Excerpt from a dataset:
┄┄┄┄┄┄┄┄┄┄

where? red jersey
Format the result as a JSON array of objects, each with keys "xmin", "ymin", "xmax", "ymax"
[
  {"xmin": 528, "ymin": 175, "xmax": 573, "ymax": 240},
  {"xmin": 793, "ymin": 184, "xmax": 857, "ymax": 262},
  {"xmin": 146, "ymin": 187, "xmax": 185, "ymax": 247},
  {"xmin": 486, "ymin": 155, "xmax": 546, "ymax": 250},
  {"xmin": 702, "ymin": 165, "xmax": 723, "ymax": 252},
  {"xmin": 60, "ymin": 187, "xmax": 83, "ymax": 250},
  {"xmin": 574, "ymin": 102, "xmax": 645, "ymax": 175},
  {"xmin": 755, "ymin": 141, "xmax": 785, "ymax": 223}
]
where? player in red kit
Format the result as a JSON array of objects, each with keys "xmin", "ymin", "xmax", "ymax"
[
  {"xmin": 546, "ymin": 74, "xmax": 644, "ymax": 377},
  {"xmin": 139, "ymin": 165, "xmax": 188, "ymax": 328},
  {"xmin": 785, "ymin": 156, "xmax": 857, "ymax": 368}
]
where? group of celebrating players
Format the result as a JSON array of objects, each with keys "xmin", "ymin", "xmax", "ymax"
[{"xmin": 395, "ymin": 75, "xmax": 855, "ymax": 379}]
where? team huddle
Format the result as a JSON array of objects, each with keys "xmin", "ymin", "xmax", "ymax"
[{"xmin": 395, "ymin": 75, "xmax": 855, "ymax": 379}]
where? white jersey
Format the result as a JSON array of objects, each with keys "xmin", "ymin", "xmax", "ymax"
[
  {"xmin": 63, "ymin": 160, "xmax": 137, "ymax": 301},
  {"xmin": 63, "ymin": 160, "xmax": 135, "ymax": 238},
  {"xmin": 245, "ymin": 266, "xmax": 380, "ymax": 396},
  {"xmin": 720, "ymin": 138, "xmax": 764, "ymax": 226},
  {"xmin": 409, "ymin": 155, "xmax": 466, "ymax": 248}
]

┄┄┄┄┄┄┄┄┄┄

◆ Your goal
Reproduce every one of the entries above word for word, with each line and character left unchanged.

◆ Exercise solution
where? red jersey
Format the result as a JSON array of objects, each with keys "xmin", "ymin", "xmax", "ymax"
[
  {"xmin": 528, "ymin": 175, "xmax": 573, "ymax": 240},
  {"xmin": 793, "ymin": 184, "xmax": 857, "ymax": 262},
  {"xmin": 146, "ymin": 187, "xmax": 185, "ymax": 247},
  {"xmin": 486, "ymin": 155, "xmax": 546, "ymax": 250},
  {"xmin": 702, "ymin": 165, "xmax": 723, "ymax": 252},
  {"xmin": 60, "ymin": 187, "xmax": 83, "ymax": 250},
  {"xmin": 574, "ymin": 102, "xmax": 645, "ymax": 175},
  {"xmin": 755, "ymin": 141, "xmax": 785, "ymax": 223}
]
where? player in red kit
Format the result as a JSON array of objects, each with keys "xmin", "ymin", "xmax", "ymax"
[
  {"xmin": 546, "ymin": 74, "xmax": 644, "ymax": 377},
  {"xmin": 139, "ymin": 165, "xmax": 188, "ymax": 328},
  {"xmin": 785, "ymin": 156, "xmax": 857, "ymax": 368}
]
where? group of celebrating players
Format the result as a JSON array of objects, each with keys "xmin", "ymin", "xmax", "ymax"
[{"xmin": 395, "ymin": 75, "xmax": 855, "ymax": 379}]
where? team huddle
Format the result as a JSON array of objects, each with keys "xmin", "ymin", "xmax", "ymax"
[{"xmin": 395, "ymin": 75, "xmax": 855, "ymax": 379}]
where? white jersey
Format the result as a JSON array of objects, each with keys "xmin", "ymin", "xmax", "ymax"
[
  {"xmin": 63, "ymin": 160, "xmax": 137, "ymax": 301},
  {"xmin": 63, "ymin": 160, "xmax": 135, "ymax": 238},
  {"xmin": 245, "ymin": 266, "xmax": 380, "ymax": 396},
  {"xmin": 720, "ymin": 138, "xmax": 764, "ymax": 226},
  {"xmin": 409, "ymin": 155, "xmax": 466, "ymax": 248}
]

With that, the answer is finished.